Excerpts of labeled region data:

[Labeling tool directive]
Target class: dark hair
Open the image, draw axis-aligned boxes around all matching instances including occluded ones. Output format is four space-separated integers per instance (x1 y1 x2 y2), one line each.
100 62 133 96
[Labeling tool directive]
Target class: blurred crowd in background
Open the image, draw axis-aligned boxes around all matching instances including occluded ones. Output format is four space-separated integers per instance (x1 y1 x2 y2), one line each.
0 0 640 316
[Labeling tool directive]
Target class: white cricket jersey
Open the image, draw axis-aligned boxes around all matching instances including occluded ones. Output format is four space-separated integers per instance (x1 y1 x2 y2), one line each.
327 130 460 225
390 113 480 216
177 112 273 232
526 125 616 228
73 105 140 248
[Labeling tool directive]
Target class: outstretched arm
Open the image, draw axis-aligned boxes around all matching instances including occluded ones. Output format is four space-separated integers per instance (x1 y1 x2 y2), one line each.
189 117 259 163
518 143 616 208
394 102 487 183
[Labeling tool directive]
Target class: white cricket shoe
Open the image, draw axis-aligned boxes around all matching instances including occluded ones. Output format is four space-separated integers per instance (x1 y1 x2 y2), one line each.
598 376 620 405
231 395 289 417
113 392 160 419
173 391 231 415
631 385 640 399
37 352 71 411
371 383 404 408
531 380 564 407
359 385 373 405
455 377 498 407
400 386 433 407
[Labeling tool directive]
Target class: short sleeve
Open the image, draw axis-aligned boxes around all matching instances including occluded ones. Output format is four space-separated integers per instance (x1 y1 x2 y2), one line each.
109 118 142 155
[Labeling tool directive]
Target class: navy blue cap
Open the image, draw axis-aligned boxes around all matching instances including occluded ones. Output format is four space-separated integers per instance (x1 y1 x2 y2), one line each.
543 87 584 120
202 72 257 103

→ **Task requirements**: Write out the items again from the start through the line containing "394 102 487 183", swapping "outstretched arm" for "raised arm" and leaving everything else the same. Give only those lines.

→ **Written answer**:
[Labeling tool directive]
Target class: dark hair
Open the image, draw axis-aligned boxes around all matching instances including occluded ones. Output format is four space-separated integers per instance (x1 y1 x2 y2), one line each.
100 62 133 96
[Labeling tool directive]
Target class: blurred crowd in background
Open the image, draw axis-aligned boxes around all matching instances including occluded ones. Output format is four space-separated integers per instance (x1 y1 x2 y2), one line each.
0 0 640 316
[Labeling tool directive]
Target class: white cricket jersey
Open the image, draw axis-aligned boxes around all matching instances including occluded ones. Output format is four space-separated integers per instance (x1 y1 x2 y2), one line each.
327 130 460 225
390 113 480 216
177 112 273 232
526 125 616 228
73 105 140 248
[Labeling tool directive]
Target class: raised arm
Open the image, draw axis-aligned boxes around all matching instances including occluded ones. Output format is four space-separated integers per instance (x1 y1 x2 y2), one line each.
189 117 259 163
518 143 616 208
394 102 487 183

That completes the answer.